● **Exercise**
Apart from the pictures, please restate every entry below exactly.

** The data follows **

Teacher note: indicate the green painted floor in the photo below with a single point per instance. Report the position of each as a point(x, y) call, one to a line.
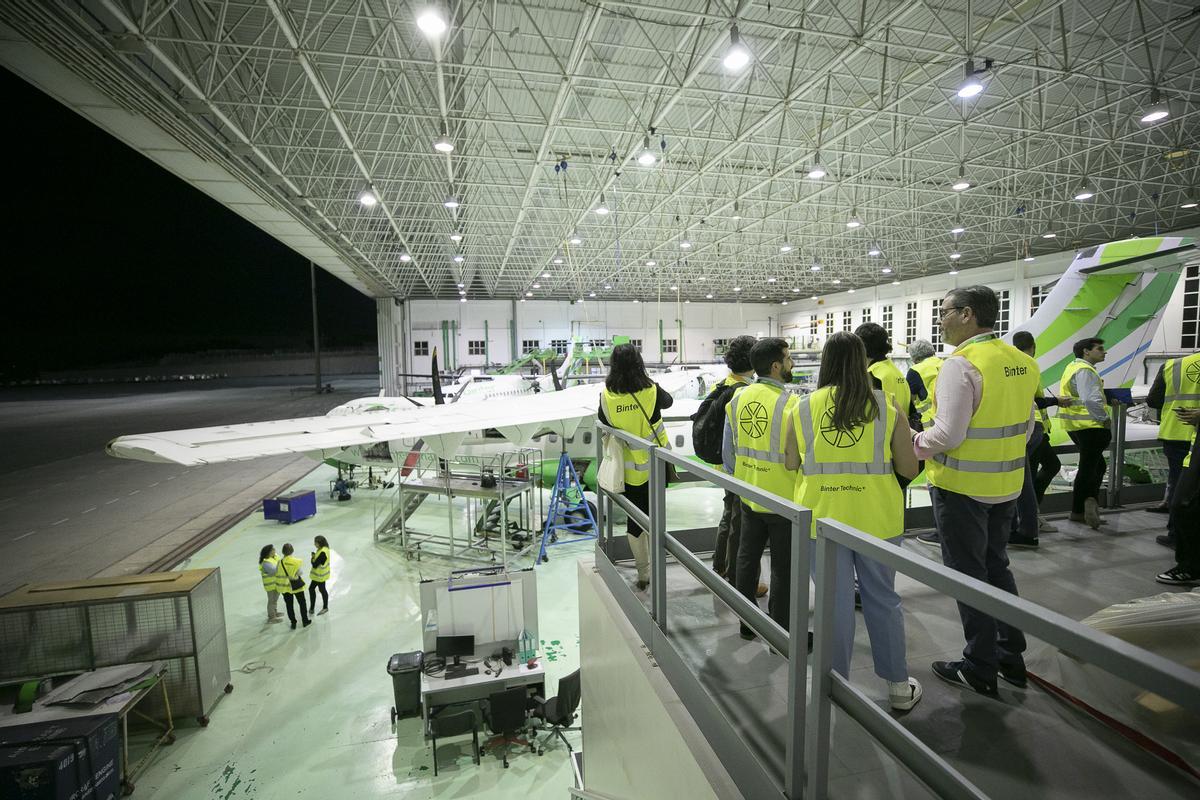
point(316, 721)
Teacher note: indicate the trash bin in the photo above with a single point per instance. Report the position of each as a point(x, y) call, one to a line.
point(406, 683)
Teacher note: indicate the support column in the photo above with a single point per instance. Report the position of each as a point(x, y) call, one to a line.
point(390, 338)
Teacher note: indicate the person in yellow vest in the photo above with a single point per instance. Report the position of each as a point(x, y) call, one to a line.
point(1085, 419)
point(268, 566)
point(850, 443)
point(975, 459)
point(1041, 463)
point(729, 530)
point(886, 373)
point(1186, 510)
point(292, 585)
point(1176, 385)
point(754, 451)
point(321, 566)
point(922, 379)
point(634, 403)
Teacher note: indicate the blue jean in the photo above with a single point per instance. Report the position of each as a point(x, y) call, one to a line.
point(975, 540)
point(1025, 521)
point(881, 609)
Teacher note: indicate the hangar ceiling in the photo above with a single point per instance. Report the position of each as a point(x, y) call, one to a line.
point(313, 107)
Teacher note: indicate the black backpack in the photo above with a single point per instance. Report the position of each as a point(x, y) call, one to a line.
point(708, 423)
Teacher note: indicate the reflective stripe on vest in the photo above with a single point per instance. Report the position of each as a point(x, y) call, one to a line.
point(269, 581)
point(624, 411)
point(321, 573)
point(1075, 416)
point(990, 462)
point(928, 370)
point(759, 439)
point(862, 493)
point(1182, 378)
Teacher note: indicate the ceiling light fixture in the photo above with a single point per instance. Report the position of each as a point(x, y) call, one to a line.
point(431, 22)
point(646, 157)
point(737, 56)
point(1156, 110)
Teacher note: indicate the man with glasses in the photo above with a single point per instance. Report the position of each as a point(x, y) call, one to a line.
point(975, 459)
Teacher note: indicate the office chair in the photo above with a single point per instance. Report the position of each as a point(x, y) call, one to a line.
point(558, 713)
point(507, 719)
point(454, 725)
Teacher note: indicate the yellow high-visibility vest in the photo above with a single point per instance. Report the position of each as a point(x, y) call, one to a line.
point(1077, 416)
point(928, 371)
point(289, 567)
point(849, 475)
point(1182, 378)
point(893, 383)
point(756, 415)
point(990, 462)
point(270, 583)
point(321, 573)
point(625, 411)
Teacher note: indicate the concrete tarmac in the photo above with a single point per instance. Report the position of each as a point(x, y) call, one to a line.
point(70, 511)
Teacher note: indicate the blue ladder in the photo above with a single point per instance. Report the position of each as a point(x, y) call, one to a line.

** End of The data **

● **Solution to this task**
Teacher note: indicate the green painted floor in the photo below with a single point per instance. Report the position of each as a point(x, y) call, one to a line.
point(316, 721)
Teacher note: indicate the trash bin in the photo above with a single point per instance. Report the position of each as a point(x, y) call, one to a line.
point(406, 683)
Teacher note: indicate the support column in the photo above with a single point per instance. Report the position of each as a point(x, y) call, one to a line.
point(390, 338)
Teacher note: indicate the person in yellow vest in the photo above with a single point per instance. Report the position of each as a point(x, y) call, one to a line.
point(1085, 419)
point(268, 566)
point(850, 443)
point(975, 459)
point(1041, 463)
point(729, 530)
point(886, 373)
point(1186, 510)
point(292, 585)
point(1176, 385)
point(754, 451)
point(321, 566)
point(922, 379)
point(634, 403)
Teacher note: indicate the blue jean in the photo above with a single point per instance. Report the position of each as a point(x, y) call, one to a line.
point(975, 540)
point(1025, 521)
point(881, 609)
Teacher note: indicate the hangar ceiling in the photo above with a single point per instance. Report the position of each as a point(x, y) call, one to a line.
point(313, 107)
Teacher note: indicate the black backpack in the photo above with a single point per instance. Report the position of each as a point(x, y) call, one to a line.
point(708, 423)
Teacher note: indicate the reflective stripe on vest in the photo above with a single point per instance. Report the position of each as a point(x, y) call, one to a line.
point(269, 581)
point(624, 411)
point(321, 573)
point(1075, 416)
point(990, 462)
point(928, 370)
point(759, 439)
point(862, 493)
point(1182, 378)
Teacher note: indicate the ceiling light fixture in the photo above with a single point per instance. Report the position of each as a point(x, y) call, one to a line.
point(431, 22)
point(646, 157)
point(737, 56)
point(1156, 110)
Teacher note: indicate the man with glasses in the photo above with a single point per instance. Report the position of each as a point(x, y) call, one to a line.
point(975, 459)
Teacher note: indicate the office chair in the photo above with a single point per instance. Report the position of each as a point(x, y) call, one to a line.
point(558, 713)
point(507, 719)
point(454, 725)
Teacher note: indicate the yellow high-visibility vest in the photo above with a single point per instance. Report the position of each as a point(x, y) call, one to a line.
point(1077, 416)
point(928, 371)
point(289, 567)
point(849, 475)
point(1182, 378)
point(893, 383)
point(756, 415)
point(990, 462)
point(270, 583)
point(321, 573)
point(625, 411)
Teacher note: indicate the concrete tarmac in the photo above with a single point per instance. Report the position of each as a point(x, y) call, one to a line.
point(70, 511)
Teacher note: indicate the blue ladder in the photo above with a single point per instance. Report the position of each as a point(x, y) call, one to a line.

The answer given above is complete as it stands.